TO BE DONE: Render everything from the start of the lines down to the line containing "0 125 L 173" as a two-column CSV with columns label_text and outline. Give one row for each text and its answer, with each value in a single quoted field and line breaks turned into spaces, and leave the pictures out.

________

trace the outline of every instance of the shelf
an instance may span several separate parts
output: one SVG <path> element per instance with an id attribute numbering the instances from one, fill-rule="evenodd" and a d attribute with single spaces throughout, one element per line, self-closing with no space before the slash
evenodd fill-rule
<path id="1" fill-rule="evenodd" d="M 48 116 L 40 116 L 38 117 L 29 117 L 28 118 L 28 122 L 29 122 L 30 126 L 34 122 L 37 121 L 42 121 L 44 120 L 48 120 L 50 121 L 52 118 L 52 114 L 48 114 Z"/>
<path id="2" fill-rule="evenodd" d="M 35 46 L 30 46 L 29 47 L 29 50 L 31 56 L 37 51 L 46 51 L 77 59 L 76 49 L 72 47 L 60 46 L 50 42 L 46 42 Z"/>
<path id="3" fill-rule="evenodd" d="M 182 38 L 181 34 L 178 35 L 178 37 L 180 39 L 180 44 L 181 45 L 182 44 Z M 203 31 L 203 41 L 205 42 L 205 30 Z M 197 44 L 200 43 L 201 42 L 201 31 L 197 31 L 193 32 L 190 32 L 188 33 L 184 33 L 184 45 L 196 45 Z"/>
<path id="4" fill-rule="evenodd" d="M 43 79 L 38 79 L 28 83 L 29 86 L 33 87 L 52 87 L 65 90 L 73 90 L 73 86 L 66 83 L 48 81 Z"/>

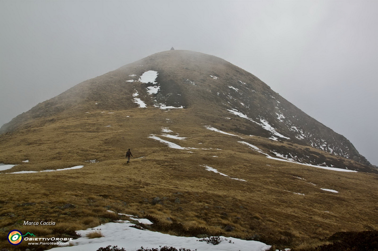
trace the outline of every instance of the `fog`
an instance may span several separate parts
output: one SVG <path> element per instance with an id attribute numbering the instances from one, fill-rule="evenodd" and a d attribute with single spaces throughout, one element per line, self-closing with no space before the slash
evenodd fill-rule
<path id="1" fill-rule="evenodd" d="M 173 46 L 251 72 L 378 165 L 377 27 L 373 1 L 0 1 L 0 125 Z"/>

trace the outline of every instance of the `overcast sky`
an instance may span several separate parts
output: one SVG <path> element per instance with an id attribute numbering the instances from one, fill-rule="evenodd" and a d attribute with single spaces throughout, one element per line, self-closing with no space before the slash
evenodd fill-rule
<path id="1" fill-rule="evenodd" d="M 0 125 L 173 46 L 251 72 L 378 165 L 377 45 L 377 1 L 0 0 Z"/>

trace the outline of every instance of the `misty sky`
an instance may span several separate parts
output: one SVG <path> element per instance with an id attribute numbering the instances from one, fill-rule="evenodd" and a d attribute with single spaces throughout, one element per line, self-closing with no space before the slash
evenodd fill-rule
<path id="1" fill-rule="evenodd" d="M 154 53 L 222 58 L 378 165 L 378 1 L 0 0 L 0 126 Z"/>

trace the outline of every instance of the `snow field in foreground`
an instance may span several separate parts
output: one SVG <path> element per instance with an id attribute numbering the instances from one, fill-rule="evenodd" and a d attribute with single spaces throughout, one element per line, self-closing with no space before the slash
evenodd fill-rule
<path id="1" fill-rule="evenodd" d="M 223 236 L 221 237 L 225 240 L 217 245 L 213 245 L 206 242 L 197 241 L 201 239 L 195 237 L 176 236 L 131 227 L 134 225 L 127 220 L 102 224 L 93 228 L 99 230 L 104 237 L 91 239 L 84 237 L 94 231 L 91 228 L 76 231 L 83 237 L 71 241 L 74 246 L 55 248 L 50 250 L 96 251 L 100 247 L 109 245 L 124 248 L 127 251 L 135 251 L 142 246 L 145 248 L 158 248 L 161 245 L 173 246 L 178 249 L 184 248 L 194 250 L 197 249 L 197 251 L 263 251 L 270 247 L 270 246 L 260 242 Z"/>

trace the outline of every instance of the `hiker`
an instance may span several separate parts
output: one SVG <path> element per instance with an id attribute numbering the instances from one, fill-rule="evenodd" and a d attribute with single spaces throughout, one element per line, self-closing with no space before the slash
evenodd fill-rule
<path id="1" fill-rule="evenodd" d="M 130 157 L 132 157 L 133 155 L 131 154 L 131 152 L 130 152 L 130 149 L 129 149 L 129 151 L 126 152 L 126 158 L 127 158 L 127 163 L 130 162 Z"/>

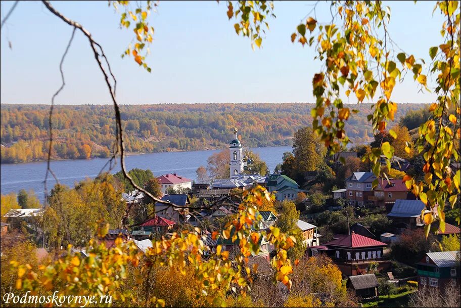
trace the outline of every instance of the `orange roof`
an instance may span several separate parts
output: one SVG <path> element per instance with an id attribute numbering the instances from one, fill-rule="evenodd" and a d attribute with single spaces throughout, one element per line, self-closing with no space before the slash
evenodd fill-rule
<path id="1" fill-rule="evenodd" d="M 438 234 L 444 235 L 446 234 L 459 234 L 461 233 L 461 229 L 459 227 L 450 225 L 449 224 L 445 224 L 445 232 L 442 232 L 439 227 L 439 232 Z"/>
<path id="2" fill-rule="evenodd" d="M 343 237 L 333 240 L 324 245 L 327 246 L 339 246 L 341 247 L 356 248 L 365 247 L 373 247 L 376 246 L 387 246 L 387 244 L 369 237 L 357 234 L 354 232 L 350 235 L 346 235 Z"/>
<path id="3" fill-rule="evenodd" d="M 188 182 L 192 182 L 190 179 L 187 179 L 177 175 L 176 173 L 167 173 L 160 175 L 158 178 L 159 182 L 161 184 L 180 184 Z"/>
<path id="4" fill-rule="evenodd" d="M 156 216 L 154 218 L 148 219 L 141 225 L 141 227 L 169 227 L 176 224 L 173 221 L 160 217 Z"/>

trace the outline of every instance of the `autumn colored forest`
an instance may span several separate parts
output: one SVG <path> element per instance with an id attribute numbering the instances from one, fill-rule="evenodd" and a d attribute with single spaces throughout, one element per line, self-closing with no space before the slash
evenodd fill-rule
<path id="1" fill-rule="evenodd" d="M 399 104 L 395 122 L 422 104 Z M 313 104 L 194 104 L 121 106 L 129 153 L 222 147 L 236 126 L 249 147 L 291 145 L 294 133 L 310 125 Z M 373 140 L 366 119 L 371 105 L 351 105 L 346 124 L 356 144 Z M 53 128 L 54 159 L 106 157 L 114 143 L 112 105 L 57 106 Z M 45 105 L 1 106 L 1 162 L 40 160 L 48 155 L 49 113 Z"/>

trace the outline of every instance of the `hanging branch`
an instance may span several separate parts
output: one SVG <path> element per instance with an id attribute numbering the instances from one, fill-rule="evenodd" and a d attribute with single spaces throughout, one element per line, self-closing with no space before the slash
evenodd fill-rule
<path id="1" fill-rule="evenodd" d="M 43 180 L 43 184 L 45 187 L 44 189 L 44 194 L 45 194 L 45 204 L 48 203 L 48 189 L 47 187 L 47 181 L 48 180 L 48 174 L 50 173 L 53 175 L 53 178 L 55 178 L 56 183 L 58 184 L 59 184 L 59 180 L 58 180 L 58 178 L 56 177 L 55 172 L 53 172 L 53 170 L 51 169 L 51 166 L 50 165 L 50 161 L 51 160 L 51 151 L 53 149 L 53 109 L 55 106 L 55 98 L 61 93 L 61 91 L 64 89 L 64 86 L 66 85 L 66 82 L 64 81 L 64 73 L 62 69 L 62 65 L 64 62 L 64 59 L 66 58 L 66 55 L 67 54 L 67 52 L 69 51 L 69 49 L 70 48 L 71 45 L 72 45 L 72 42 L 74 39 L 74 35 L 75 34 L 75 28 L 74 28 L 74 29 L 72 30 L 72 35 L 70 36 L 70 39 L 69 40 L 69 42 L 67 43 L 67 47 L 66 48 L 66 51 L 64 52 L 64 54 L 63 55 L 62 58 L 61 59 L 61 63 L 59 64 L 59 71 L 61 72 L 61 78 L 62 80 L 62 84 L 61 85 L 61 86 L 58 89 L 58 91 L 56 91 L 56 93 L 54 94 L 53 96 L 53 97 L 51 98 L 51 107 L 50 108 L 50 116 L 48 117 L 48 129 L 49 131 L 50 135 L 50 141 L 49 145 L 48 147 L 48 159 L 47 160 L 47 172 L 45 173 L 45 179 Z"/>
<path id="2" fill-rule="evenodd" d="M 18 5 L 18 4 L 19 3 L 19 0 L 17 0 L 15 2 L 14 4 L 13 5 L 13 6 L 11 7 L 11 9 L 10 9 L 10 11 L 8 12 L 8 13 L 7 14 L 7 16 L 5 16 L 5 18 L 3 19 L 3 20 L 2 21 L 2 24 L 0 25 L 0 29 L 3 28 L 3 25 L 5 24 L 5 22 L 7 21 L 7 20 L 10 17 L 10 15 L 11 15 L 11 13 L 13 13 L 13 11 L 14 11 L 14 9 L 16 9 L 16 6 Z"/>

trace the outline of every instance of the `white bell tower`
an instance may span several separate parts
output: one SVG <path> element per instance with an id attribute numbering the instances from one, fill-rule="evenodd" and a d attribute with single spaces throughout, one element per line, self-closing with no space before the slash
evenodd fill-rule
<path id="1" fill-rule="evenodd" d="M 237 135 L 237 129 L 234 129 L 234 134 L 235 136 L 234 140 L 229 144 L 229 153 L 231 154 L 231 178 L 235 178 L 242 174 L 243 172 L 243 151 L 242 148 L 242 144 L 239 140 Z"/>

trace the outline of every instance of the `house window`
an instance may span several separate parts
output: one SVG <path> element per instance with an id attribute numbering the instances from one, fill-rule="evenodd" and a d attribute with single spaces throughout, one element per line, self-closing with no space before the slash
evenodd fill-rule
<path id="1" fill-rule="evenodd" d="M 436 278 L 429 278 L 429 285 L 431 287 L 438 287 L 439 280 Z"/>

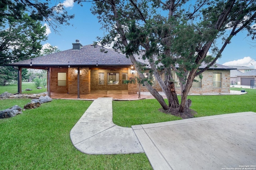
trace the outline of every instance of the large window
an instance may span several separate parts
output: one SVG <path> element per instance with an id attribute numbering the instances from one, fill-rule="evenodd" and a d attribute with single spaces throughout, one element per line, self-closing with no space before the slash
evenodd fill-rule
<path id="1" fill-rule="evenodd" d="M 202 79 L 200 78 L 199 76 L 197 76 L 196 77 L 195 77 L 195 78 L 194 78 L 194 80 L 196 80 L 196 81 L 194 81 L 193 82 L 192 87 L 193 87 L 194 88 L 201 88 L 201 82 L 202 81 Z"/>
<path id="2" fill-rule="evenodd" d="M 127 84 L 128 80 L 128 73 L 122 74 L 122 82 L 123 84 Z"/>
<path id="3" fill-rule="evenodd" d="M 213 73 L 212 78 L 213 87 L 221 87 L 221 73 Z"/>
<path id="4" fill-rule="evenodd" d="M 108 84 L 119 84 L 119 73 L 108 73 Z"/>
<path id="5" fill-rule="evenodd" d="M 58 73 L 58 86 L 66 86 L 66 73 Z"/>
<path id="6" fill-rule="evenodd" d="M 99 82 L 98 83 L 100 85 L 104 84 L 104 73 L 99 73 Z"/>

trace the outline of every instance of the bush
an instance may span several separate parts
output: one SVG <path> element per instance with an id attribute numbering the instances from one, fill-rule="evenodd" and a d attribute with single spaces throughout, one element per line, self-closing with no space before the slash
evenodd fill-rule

________

RESPONSE:
label_text,outline
"trace the outline of every instance of the shelf an instance may span several separate parts output: one SVG <path> element per instance with an id attribute numbering the instances from one, fill-rule=""evenodd"" and a d attribute with single spaces throughout, one element per line, self-closing with no space before the slash evenodd fill-rule","<path id=""1"" fill-rule=""evenodd"" d=""M 48 116 L 40 116 L 38 117 L 29 117 L 28 118 L 28 122 L 29 122 L 30 126 L 34 122 L 37 121 L 42 121 L 44 120 L 48 120 L 50 121 L 52 118 L 52 114 L 48 114 Z""/> <path id=""2"" fill-rule=""evenodd"" d=""M 35 46 L 30 46 L 29 47 L 29 50 L 31 56 L 37 51 L 46 51 L 77 59 L 76 49 L 72 47 L 60 46 L 50 42 L 46 42 Z""/> <path id=""3"" fill-rule=""evenodd"" d=""M 182 38 L 181 34 L 178 35 L 178 37 L 180 39 L 180 44 L 181 45 L 182 44 Z M 203 31 L 203 41 L 205 42 L 205 30 Z M 197 44 L 200 43 L 201 42 L 201 31 L 197 31 L 193 32 L 190 32 L 188 33 L 184 33 L 184 45 L 196 45 Z""/> <path id=""4"" fill-rule=""evenodd"" d=""M 43 79 L 38 79 L 28 83 L 29 86 L 33 87 L 52 87 L 65 90 L 73 90 L 73 86 L 66 83 L 48 81 Z""/>"
"trace the outline of every instance of the `fog` an instance may span several separate parts output: one SVG <path> element per instance with an id attribute numbering the instances from one, fill-rule=""evenodd"" and a d attribute with single spaces throughout, one element per line, self-closing with no space before the slash evenodd fill-rule","<path id=""1"" fill-rule=""evenodd"" d=""M 173 46 L 251 72 L 378 165 L 377 27 L 373 1 L 0 1 L 0 125 Z""/>"
"trace the outline of every instance of the `overcast sky` an instance may span several separate parts output: one SVG <path> element per instance with an id attribute numbering the instances from one, fill-rule=""evenodd"" and a d attribute with single spaces throughout, one element per line, self-closing with no space before the slash evenodd fill-rule","<path id=""1"" fill-rule=""evenodd"" d=""M 0 125 L 173 46 L 251 72 L 378 165 L 377 45 L 377 1 L 0 0 Z""/>"